* begin Data provided *

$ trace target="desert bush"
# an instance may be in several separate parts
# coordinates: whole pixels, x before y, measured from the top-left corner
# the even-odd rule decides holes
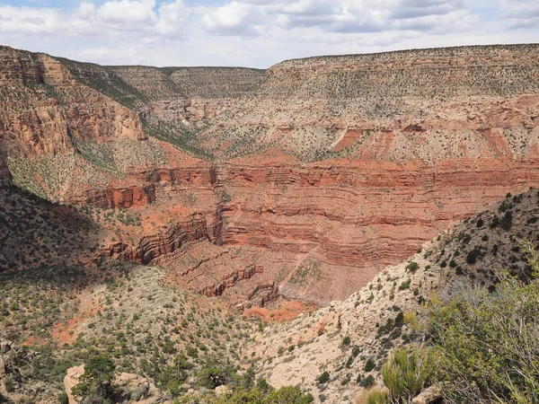
[[[389,396],[385,391],[375,390],[369,393],[367,404],[389,404]]]
[[[327,382],[329,382],[330,380],[330,373],[328,371],[325,371],[324,373],[323,373],[320,376],[318,376],[316,378],[316,380],[318,381],[319,383],[323,384]]]
[[[533,276],[496,271],[495,289],[463,290],[429,320],[449,403],[539,402],[539,260],[522,243]]]
[[[433,372],[433,356],[428,350],[395,349],[382,366],[382,379],[389,390],[391,402],[411,402],[430,382]]]

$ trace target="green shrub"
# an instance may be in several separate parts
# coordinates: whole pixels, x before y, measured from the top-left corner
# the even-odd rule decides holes
[[[321,384],[328,382],[330,381],[330,373],[328,371],[325,371],[323,373],[318,376],[316,380]]]
[[[419,252],[420,252],[420,251],[419,251]],[[411,261],[406,266],[406,270],[410,271],[413,274],[418,270],[419,268],[420,268],[420,266],[418,265],[417,262]]]
[[[369,393],[367,404],[389,404],[389,396],[385,391],[375,390]]]
[[[374,386],[376,382],[376,380],[375,379],[375,376],[373,376],[372,374],[369,374],[365,379],[362,379],[358,382],[358,384],[359,384],[360,387],[363,387],[365,389],[368,389],[369,387]]]
[[[433,375],[432,356],[416,348],[395,349],[382,366],[382,379],[392,402],[410,402]]]
[[[526,282],[497,271],[492,291],[470,287],[433,306],[429,332],[449,403],[539,402],[539,259],[530,243],[522,248],[534,273]]]
[[[90,358],[79,383],[72,389],[73,395],[83,397],[83,402],[110,402],[117,390],[115,373],[116,365],[106,354]]]
[[[367,361],[367,363],[365,364],[365,372],[371,372],[372,370],[375,369],[375,367],[376,367],[376,364],[375,363],[375,361],[373,361],[372,359],[368,359]]]

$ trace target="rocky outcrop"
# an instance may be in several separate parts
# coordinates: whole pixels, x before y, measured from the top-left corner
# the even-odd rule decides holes
[[[163,225],[158,233],[142,237],[136,246],[115,242],[105,247],[104,252],[114,258],[149,264],[163,255],[174,252],[188,242],[208,237],[206,218],[192,215],[183,222]]]
[[[69,198],[69,203],[93,205],[103,209],[146,206],[155,201],[155,186],[135,185],[126,188],[109,187],[105,189],[86,189]]]
[[[72,153],[77,142],[147,138],[137,114],[78,83],[57,60],[5,47],[0,60],[0,134],[17,154]]]
[[[227,274],[220,279],[216,285],[206,286],[199,291],[200,294],[208,297],[221,296],[228,289],[234,287],[238,282],[251,279],[255,274],[261,274],[264,270],[261,267],[252,266],[237,272]],[[247,295],[247,300],[254,300],[255,296],[259,299],[258,304],[264,307],[267,302],[270,302],[278,297],[278,289],[275,283],[267,285],[257,285]]]

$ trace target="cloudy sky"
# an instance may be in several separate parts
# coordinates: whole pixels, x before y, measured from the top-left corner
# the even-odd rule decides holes
[[[110,65],[539,42],[539,0],[0,0],[0,44]]]

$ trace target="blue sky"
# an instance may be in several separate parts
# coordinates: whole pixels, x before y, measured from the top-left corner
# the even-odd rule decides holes
[[[522,42],[539,42],[539,0],[0,0],[0,44],[101,64]]]

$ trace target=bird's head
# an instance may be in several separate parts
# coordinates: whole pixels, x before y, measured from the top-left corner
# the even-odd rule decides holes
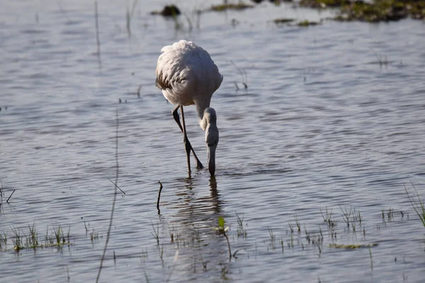
[[[218,144],[218,129],[217,128],[217,115],[214,108],[204,110],[203,121],[206,122],[205,143],[208,149],[208,171],[213,176],[215,174],[215,149]]]

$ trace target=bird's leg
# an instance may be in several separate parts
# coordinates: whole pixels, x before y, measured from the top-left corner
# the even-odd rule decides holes
[[[186,131],[186,123],[184,122],[184,112],[183,112],[183,106],[180,106],[180,111],[181,111],[181,123],[183,124],[183,142],[184,144],[184,149],[186,152],[186,158],[188,160],[188,171],[191,173],[191,143],[188,139],[188,135]]]
[[[181,127],[181,124],[180,123],[180,117],[178,116],[178,108],[180,108],[180,105],[176,105],[176,107],[174,107],[173,108],[173,110],[171,111],[171,113],[173,114],[173,117],[174,117],[174,120],[176,121],[176,122],[177,123],[177,125],[178,125],[178,127],[180,128],[180,130],[181,131],[181,132],[183,134],[183,139],[184,139],[184,133],[186,132],[183,130],[183,127]],[[181,109],[183,109],[183,106],[181,107]],[[181,115],[183,116],[183,111],[181,112]],[[184,124],[184,122],[183,122]],[[195,153],[195,151],[193,150],[193,148],[192,147],[192,145],[191,144],[191,142],[189,142],[189,139],[187,138],[187,135],[186,137],[186,142],[185,142],[185,144],[187,142],[187,144],[188,144],[190,149],[192,151],[192,153],[193,154],[193,156],[195,157],[195,161],[196,161],[196,168],[198,169],[202,169],[203,168],[203,166],[202,165],[202,163],[200,163],[200,161],[199,161],[199,159],[198,158],[198,156],[196,156],[196,154]]]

* end Data provided *

The task = Convert every line of the records above into a Markdown table with the columns "No." and "Text", skipping blank lines. Omit the pictures from your answer.

Full response =
| No. | Text |
|---|---|
| 1 | $ trace target="desert bush" |
| 2 | # an instance may be in several separate parts |
| 3 | # coordinates: whole pixels, x before y, measured from the top-left corner |
| 4 | # the even-odd rule decides holes |
| 5 | [[[389,396],[385,391],[375,390],[369,393],[367,404],[389,404]]] |
| 6 | [[[327,382],[329,382],[330,380],[330,373],[328,371],[325,371],[324,373],[323,373],[320,376],[318,376],[316,378],[316,380],[318,381],[319,383],[323,384]]] |
| 7 | [[[533,276],[496,271],[495,289],[463,290],[429,320],[449,403],[539,402],[539,260],[522,243]]] |
| 8 | [[[433,372],[433,356],[428,350],[395,349],[382,366],[382,379],[389,390],[391,402],[411,402],[430,382]]] |
| 9 | $ trace target="green shrub" |
| 10 | # an instance may be in several separate parts |
| 11 | # coordinates: whole pixels, x before y, measured from the top-left corner |
| 12 | # the even-odd rule decides holes |
| 13 | [[[321,384],[328,382],[330,381],[330,373],[328,371],[325,371],[323,373],[318,376],[316,380]]] |
| 14 | [[[419,252],[420,252],[420,251],[419,251]],[[411,261],[406,266],[406,270],[410,271],[413,274],[418,270],[419,268],[420,268],[420,266],[418,265],[417,262]]] |
| 15 | [[[369,393],[367,404],[389,404],[389,396],[385,391],[375,390]]] |
| 16 | [[[374,386],[376,382],[376,380],[375,379],[375,376],[373,376],[372,374],[369,374],[365,379],[362,379],[358,382],[358,384],[359,384],[360,387],[363,387],[365,389],[368,389],[369,387]]] |
| 17 | [[[433,375],[432,356],[416,348],[395,349],[382,366],[382,379],[392,402],[410,402]]] |
| 18 | [[[526,282],[497,271],[492,291],[470,287],[433,306],[429,332],[449,403],[539,402],[539,259],[530,243],[522,248],[534,273]]] |
| 19 | [[[90,358],[79,383],[72,389],[73,395],[83,397],[83,402],[110,402],[117,390],[115,373],[116,365],[106,354]]] |
| 20 | [[[367,361],[367,363],[365,364],[365,372],[371,372],[372,370],[375,369],[375,367],[376,367],[376,364],[375,363],[375,361],[373,361],[372,359],[368,359]]] |
| 21 | $ trace target="rocky outcrop" |
| 22 | # an instance may be in several separate parts |
| 23 | # coordinates: whole pixels, x before y, measured from the top-left corner |
| 24 | # the even-odd rule decides holes |
| 25 | [[[163,225],[158,233],[142,237],[136,246],[115,242],[105,247],[104,252],[114,258],[149,264],[163,255],[174,252],[188,242],[208,237],[206,218],[192,215],[183,222]]] |
| 26 | [[[69,198],[69,203],[93,205],[103,209],[146,206],[155,201],[155,186],[135,185],[126,188],[109,187],[105,189],[86,189]]] |
| 27 | [[[72,153],[77,142],[147,138],[137,114],[78,83],[57,60],[5,47],[0,60],[0,134],[17,154]]] |
| 28 | [[[227,274],[220,279],[216,285],[206,286],[199,291],[200,294],[208,297],[221,296],[228,289],[234,287],[238,282],[251,279],[255,274],[261,274],[264,270],[261,267],[252,266],[237,272]],[[247,295],[247,300],[254,300],[255,296],[259,299],[258,304],[264,307],[267,302],[270,302],[278,297],[278,289],[275,283],[267,285],[257,285]]] |
| 29 | $ trace target="cloudy sky" |
| 30 | # an instance may be in several separate parts |
| 31 | # coordinates: whole pixels, x before y, measured from the top-left corner |
| 32 | # the even-odd rule decides holes |
| 33 | [[[110,65],[539,42],[539,0],[0,0],[0,44]]] |
| 34 | $ trace target="blue sky" |
| 35 | # an instance may be in several separate parts |
| 36 | # coordinates: whole pixels, x before y, measured from the top-left corner |
| 37 | # the even-odd rule decides holes |
| 38 | [[[522,42],[539,42],[539,0],[0,0],[0,44],[101,64]]] |
| 39 | $ trace target=bird's head |
| 40 | # an instance may be in several separate parts |
| 41 | # coordinates: whole pixels, x before y, measured from the top-left corner |
| 42 | # the even-odd rule decides holes |
| 43 | [[[218,144],[218,129],[217,128],[217,115],[214,108],[204,110],[203,121],[206,122],[205,143],[208,149],[208,171],[213,176],[215,174],[215,149]]] |
| 44 | $ trace target=bird's leg |
| 45 | # an instance may be in several separate parts |
| 46 | # coordinates: whole pixels, x before y, measured from the top-left corner |
| 47 | # the even-odd rule decides holes |
| 48 | [[[186,131],[186,123],[184,122],[184,112],[183,112],[183,106],[180,106],[180,111],[181,111],[181,123],[183,124],[183,142],[184,144],[184,149],[186,152],[186,158],[188,160],[188,171],[191,173],[191,143],[188,139],[188,135]]] |
| 49 | [[[181,127],[181,124],[180,123],[180,117],[178,116],[178,108],[180,108],[180,105],[176,105],[176,107],[174,107],[173,108],[173,110],[171,111],[171,113],[173,114],[173,117],[174,117],[174,120],[176,121],[176,122],[177,123],[177,125],[178,125],[178,127],[180,128],[180,130],[181,131],[181,132],[183,134],[183,139],[184,139],[184,133],[186,132],[183,130],[183,127]],[[181,109],[183,109],[183,106],[181,107]],[[181,115],[183,116],[183,111],[181,112]],[[184,124],[184,122],[183,122]],[[195,153],[195,151],[193,150],[193,148],[192,147],[192,145],[191,144],[191,142],[189,142],[189,139],[187,138],[187,135],[186,137],[186,142],[185,142],[185,144],[187,142],[187,144],[188,144],[190,149],[192,151],[192,153],[193,154],[193,156],[195,157],[195,161],[196,161],[196,168],[198,169],[202,169],[203,168],[203,166],[202,165],[202,163],[200,163],[200,161],[199,161],[199,159],[198,158],[198,156],[196,156],[196,154]]] |